++++ Page excerpt
Of course, a real thresholding process would not be perfect, so the lower bound of the distribution of accepted candidates would not be a perfect vertical cutoff as in the examples. Just like any process that adds additional variation to the data, this would reduce the statistical power. You could accept more bias in return for lower variance in your test by taking, say, the 5th percentile instead of the sample minimum as your test statistic. (You can think of the sample minimum as the zeroth percentile.)
The robustness of a sample min or max for a continuous distribution is basically proportional to the density of the distribution at that extremum. A steep or vertical drop-off at the edge of the distribution is the ideal case.
The article gives a formula for the statistical power of the hypothesis test derived from the sample min. It depends on the function h(x), whose purpose is to establish a lower bound on the density of the distribution at the min, and hence a lower bound on the robustness of the sample min as an estimator.
If I'm following his argument correctly, he assumes that there is a hard cut-off at some unknown point in the performance metric being measured, below which no-one is selected and above which all or most people are, and tests whether that hard cut-off point is the same for the two groups. It's going to be an accurate test in that scenario, but that's not a good model of reality. This is especially true when the performance metric being used is noisy and measured after the people are selected - which is exactly the scenario we're actually interested in!
Yup. The author mentions that noise is a serious problem for this method in the article, and talks about some ways he looked at trying to reduce it, but didn't come up with a good one.
That would probably be a sensible stat for measuring marginal applications to a school. But when it comes to measuring portfolio startup companies, none of the bottom decile are expected to be worth anything in the medium run, and all the results that actually matter are in the top quartile...
One other thing which both this and PG's original theory get wrong:
Their basic premise is wrong, if bias continues to exist after the selection event in question.
For example, if YC had (hypothetically) a real bias against black or women entrepreneurs, it is almost certain that future funding rounds, as well as all possible exit scenarios, would exhibit very much of the same bias.
In which case, the future "performance" of those candidates would be poor, and by PG's definition unbiased even though the only meaningful result is that YC is no more biased than subsequent performance evaluations.
Let's assume that bias does persist past selection through the duration of the program. Does that change the interpretation when you look at First Round Capital's data that shows its female founders outperforming the males by 63%? I don't think it does.
The test may not be sufficient to prove that you have no bias, but it may be good enough to prove that you do. When it does indicate bias, it seems likely to be correct.
To put it another way, if it is 1948 and the only three black people in Major League Baseball are all superstars, then the distribution of baseball skill among black players is extremely unbalanced or there is a lot of bias keeping the average and moderately-better-than-average black players out.
++++++++
++++ Raw records
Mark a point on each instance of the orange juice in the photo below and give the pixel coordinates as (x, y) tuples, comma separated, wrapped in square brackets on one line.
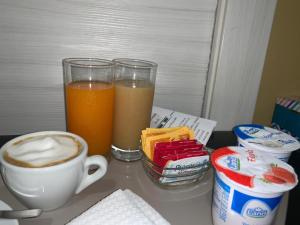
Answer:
[(89, 107)]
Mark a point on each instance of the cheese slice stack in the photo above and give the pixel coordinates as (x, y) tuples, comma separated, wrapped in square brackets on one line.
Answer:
[(151, 136)]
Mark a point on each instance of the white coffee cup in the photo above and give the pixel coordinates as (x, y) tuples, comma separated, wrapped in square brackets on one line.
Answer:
[(51, 187)]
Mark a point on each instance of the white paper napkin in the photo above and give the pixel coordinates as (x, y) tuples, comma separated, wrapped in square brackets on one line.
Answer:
[(120, 208)]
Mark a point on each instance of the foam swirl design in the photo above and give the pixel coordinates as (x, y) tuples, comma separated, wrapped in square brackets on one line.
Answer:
[(42, 151)]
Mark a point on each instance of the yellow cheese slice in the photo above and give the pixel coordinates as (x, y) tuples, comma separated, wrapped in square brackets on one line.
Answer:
[(150, 139)]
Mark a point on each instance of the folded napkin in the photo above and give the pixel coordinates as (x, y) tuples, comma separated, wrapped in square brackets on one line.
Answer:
[(120, 208)]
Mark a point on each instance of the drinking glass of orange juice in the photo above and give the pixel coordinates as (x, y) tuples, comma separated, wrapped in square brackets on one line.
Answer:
[(89, 99), (134, 82)]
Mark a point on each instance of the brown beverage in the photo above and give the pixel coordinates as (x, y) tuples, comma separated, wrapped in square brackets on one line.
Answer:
[(133, 106), (42, 150)]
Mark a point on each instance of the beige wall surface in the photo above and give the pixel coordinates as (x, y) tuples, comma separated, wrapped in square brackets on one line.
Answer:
[(281, 74)]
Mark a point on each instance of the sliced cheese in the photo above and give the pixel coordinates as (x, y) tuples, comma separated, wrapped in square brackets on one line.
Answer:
[(149, 139)]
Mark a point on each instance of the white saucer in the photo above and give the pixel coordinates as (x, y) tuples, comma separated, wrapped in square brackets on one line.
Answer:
[(4, 206)]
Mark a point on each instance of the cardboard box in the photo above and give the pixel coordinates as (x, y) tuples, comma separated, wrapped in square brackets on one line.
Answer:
[(286, 115)]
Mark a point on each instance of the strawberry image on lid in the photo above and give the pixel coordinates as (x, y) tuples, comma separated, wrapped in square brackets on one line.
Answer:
[(254, 170)]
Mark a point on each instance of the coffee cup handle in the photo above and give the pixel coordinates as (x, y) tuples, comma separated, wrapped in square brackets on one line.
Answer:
[(88, 179)]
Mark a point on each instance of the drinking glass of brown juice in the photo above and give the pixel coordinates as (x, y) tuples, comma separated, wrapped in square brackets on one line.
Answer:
[(134, 90), (89, 99)]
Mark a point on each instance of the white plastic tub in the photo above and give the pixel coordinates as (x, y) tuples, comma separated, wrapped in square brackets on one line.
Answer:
[(245, 191), (266, 139)]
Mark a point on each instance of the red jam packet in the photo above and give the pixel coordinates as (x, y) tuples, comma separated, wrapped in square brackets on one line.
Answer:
[(176, 150)]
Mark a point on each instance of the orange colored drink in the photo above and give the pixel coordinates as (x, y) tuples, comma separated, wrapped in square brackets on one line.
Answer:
[(90, 113)]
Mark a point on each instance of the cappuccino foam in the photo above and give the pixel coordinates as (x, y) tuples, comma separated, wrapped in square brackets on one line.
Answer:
[(42, 151)]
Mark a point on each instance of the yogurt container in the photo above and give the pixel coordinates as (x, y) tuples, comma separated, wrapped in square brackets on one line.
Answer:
[(249, 185), (266, 139)]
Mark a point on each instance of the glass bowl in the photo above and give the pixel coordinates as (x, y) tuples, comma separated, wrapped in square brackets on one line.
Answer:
[(176, 175)]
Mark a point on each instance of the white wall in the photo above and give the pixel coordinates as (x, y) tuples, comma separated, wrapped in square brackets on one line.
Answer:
[(35, 35)]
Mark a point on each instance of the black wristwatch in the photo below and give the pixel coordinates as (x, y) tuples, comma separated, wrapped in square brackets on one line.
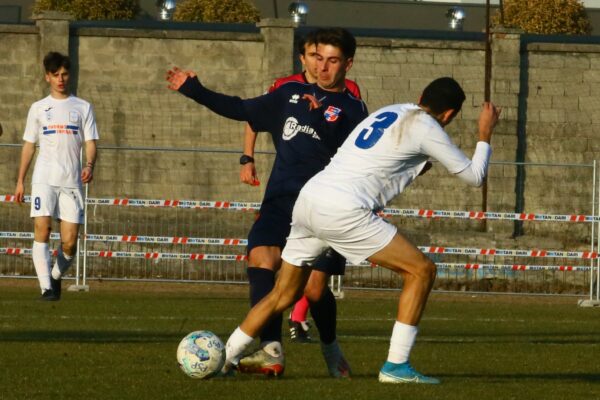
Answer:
[(245, 159)]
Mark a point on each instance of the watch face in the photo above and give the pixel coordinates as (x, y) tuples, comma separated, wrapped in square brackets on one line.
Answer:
[(244, 159)]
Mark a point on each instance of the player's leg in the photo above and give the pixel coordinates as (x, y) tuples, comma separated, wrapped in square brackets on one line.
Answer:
[(287, 289), (418, 273), (298, 321), (40, 253), (323, 308), (43, 204), (66, 254), (263, 263), (70, 213), (265, 241)]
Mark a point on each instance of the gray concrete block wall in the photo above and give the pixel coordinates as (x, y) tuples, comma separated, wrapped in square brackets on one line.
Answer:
[(561, 128), (121, 72)]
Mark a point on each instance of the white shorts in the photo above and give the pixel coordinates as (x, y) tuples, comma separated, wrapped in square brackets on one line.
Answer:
[(355, 233), (65, 204)]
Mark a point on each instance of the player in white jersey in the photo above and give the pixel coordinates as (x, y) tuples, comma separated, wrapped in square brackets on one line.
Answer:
[(338, 208), (60, 124)]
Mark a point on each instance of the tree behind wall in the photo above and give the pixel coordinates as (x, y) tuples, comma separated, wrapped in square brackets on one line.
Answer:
[(233, 11), (548, 17), (91, 9)]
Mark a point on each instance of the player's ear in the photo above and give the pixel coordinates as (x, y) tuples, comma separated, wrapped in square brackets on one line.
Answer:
[(447, 116), (349, 62)]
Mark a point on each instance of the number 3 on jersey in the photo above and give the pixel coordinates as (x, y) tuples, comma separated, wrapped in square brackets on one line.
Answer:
[(371, 135)]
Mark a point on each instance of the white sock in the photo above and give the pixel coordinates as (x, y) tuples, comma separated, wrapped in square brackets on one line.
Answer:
[(236, 344), (402, 342), (61, 265), (273, 348), (40, 253)]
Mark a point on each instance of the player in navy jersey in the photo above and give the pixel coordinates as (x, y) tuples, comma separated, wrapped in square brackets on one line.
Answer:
[(330, 263), (338, 208), (308, 122)]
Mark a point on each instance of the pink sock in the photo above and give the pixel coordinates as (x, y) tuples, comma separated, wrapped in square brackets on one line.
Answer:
[(300, 310)]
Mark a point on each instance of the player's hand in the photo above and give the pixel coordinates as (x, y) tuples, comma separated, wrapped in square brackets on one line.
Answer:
++++++++
--- Tasks to perform ---
- a) From the selection-bias discussion, reproduce the passage beginning at the words "The robustness of a" and stopping after the words "the ideal case.".
- b) Take the selection-bias discussion further from its last sentence.

--- Results of the tasks ---
- a)
The robustness of a sample min or max for a continuous distribution is basically proportional to the density of the distribution at that extremum. A steep or vertical drop-off at the edge of the distribution is the ideal case.

- b)
The interpretation is still somewhat unreliable as in many cases there's still another hypothesis, which is that $UNDERREPRESENTED_MINORITY actually overperforms due to favourable treatment after the selection process
Of course favourable treatment can't make people into superstar startup founders or baseball players (and I'm sure any special treatment afforded to black baseball players in the 1940s was the complete opposite of favourable). But more generally it can make an organisation with fair selection processes look like it sets a higher bar for $MINORITY because it addresses low numbers by being very keen to promote and very reluctant to fire/deselect members of said minority, so these kind of studies still have to be considered with care.
(Of course even if an organisation is proactively treating a minority group favourably after selection doesn't mean that conscious or unconscious biases don't exist in the selection process.)
There's one thing I don't get though. Being biased often means valuing something that is common among those you favor, but rare among those you don't. So even if one group outperforms the other, why would that in a practical scenario prove that your next candidate should be of that group?
It seems entirely possible that if your program is "narrow" enough you could exhaust the pool of more successful candidates from a minority group. Of course this would be a lot more plausible if you're biased.
This isn't actually a flaw in the theory. The theory is designed to measure whether the selection process is inaccurately predicting outcomes. So an unbiased selection process will account for post-selection factors - including the fact that VCs might not like a person.
It's also worth noting that an unbiased prediction is not necessarily "fair" in the colloquial sense. For example, I've seen data suggesting that an unbiased prediction of college outcomes would actually penalize black applicants, since black applicants underperform relative to their SATs and college grades. (The person who had this data was very careful not to draw this conclusion in the publication - career limiting move, as they say.)
So a fair selection process which looks only at high school grades/SAT/etc might actually be biased as a statistical decision procedure.
The theory presumes a reliable way of measuring "actual performance"; that is, the quantity against which the selection process is supposedly biased. That's a limitation, but I wouldn't say it makes the test "wrong".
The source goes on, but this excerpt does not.